### REQUIREMENT 1:
Summarize the RDF concepts excerpt in two sentences.
### REQUIREMENT 2:
Name every kind of node that the RDF concepts excerpt says may occur in an RDF graph.
### REQUIREMENT 3:
Reproduce the passage of the RDF concepts excerpt from "Any IRI and" up to and including "a natural language.".

### TEXT EXTRACT:
RDF Concepts and Abstract Syntax defines an abstract syntax on which RDF is based, and which serves to link its concrete syntax to its formal semantics. It also includes discussion of key concepts, datatyping, character normalization and handling of IRIs.

Introduction

The Resource Description Framework (RDF) is a framework for representing information in the Web.

This document defines an abstract syntax (a data model) which serves to link all RDF-based languages and specifications, including:

Graph-based Data Model

The core structure of the abstract syntax is a collection of triples, each consisting of a subject, a predicate and an object. A set of such triples is called an RDF graph. This can be illustrated by a node and directed-arc diagram, in which each triple is represented as a node-arc-node link; hence the term “graph”.

image of the RDF triple comprising (subject, predicate, object)

There may be three kinds of nodes in an RDF graph: IRIs, literals, and blank nodes.

Resources and Statements

Any IRI and literal denotes some thing in the universe of discourse. These things are called resources. Anything can be a resource, including physical things, documents, and abstract concepts; the term is synonymous with “entity”. The resource denoted by an IRI is called its referent, and the resource denoted by a literal is called its value. Literals have datatypes that define the range of possible values, such as strings, numbers, and dates. A special kind of literals, language-tagged strings, denote plain-text strings in a natural language.

[Data listing]
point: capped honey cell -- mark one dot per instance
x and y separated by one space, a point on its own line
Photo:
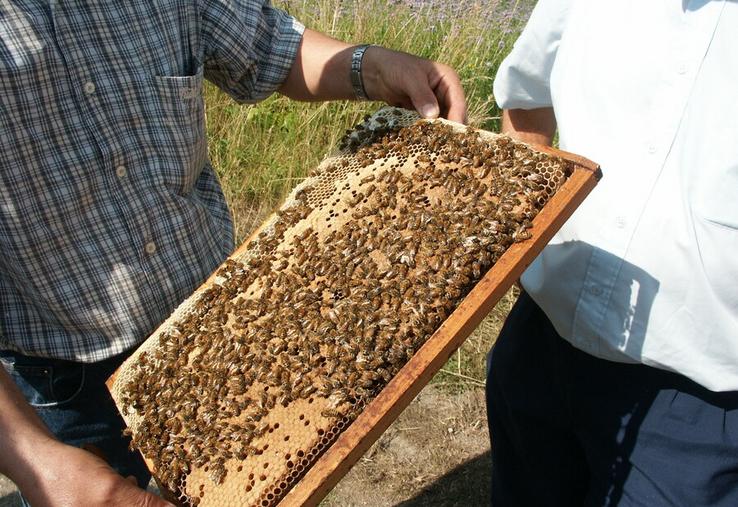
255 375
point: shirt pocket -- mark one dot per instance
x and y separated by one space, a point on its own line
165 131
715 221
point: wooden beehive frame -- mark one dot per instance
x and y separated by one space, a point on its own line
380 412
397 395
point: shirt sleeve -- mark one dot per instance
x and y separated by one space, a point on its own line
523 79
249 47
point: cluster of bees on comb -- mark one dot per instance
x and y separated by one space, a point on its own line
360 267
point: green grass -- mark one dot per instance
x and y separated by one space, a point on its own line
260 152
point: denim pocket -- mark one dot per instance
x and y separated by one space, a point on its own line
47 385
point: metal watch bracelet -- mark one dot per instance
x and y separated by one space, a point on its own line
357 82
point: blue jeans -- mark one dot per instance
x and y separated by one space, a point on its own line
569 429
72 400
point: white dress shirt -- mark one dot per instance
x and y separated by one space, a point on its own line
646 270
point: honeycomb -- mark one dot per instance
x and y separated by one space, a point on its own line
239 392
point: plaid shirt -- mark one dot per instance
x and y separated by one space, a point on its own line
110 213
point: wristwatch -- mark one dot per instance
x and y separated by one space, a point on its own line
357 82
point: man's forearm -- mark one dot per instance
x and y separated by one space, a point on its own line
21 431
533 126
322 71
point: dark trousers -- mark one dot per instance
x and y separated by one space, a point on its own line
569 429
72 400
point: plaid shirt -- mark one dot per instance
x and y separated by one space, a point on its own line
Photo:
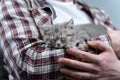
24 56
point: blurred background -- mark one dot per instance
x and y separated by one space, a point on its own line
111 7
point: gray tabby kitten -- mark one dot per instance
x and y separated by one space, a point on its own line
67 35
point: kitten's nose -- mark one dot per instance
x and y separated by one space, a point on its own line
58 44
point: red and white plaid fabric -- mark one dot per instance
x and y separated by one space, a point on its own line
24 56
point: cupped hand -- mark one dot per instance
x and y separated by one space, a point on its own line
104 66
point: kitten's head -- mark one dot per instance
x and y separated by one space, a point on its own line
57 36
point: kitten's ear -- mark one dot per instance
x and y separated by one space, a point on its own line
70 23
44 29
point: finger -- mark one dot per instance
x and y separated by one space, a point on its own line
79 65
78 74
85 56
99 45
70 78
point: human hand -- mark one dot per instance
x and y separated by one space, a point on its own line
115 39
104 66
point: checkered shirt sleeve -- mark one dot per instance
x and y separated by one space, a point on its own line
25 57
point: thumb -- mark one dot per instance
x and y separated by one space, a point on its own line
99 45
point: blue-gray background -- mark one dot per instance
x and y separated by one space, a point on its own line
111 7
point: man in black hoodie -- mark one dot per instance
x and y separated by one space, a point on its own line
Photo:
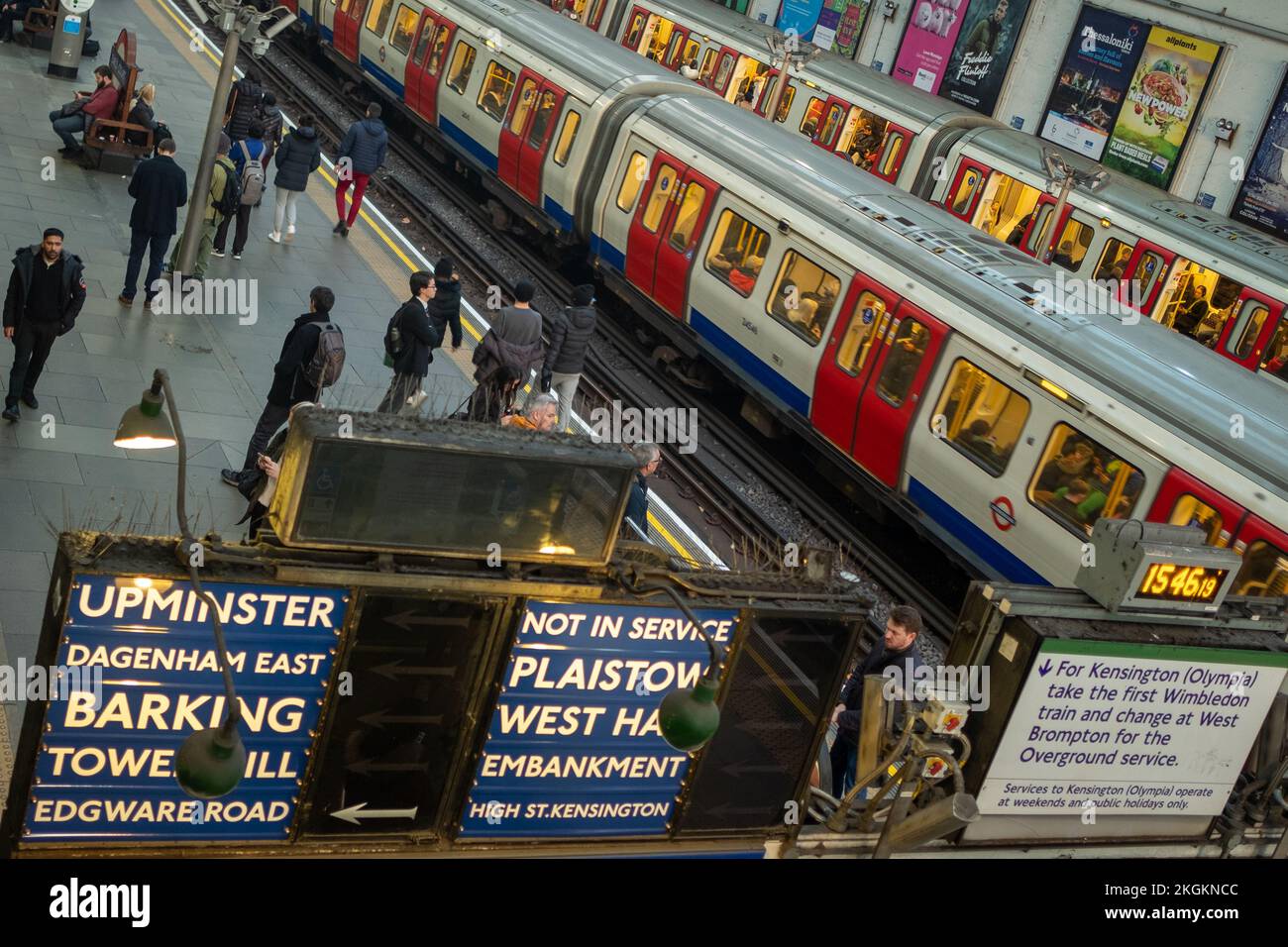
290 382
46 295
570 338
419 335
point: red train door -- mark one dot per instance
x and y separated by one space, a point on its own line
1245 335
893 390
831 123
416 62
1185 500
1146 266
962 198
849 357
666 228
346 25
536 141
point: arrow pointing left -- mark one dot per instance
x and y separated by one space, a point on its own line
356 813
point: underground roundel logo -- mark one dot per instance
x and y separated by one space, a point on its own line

### WORKED SOLUTION 1:
RDF, a framework for representing information in the Web, rests on an abstract syntax whose core structure is a set of triples, each made of a subject, a predicate and an object, called an RDF graph, whose nodes may be IRIs, literals or blank nodes. Any IRI or literal denotes a resource, and literals have datatypes that define the range of their possible values, such as strings, numbers and dates.

### WORKED SOLUTION 2:
IRIs, literals, blank nodes

### WORKED SOLUTION 3:
Any IRI and literal denotes some thing in the universe of discourse. These things are called resources. Anything can be a resource, including physical things, documents, and abstract concepts; the term is synonymous with “entity”. The resource denoted by an IRI is called its referent, and the resource denoted by a literal is called its value. Literals have datatypes that define the range of possible values, such as strings, numbers, and dates. A special kind of literals, language-tagged strings, denote plain-text strings in a natural language.